>>
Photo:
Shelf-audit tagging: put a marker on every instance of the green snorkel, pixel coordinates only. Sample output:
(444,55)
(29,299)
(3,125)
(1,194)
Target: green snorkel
<<
### Exercise requirements
Rewrite the entries with "green snorkel" changed to "blue snorkel" everywhere it appears. Keep everything else the same.

### Answer to this exercise
Photo:
Shelf-audit tagging: put a marker on every instance of the blue snorkel, pixel coordinates only. Sample output:
(444,55)
(29,299)
(3,125)
(1,194)
Target: blue snorkel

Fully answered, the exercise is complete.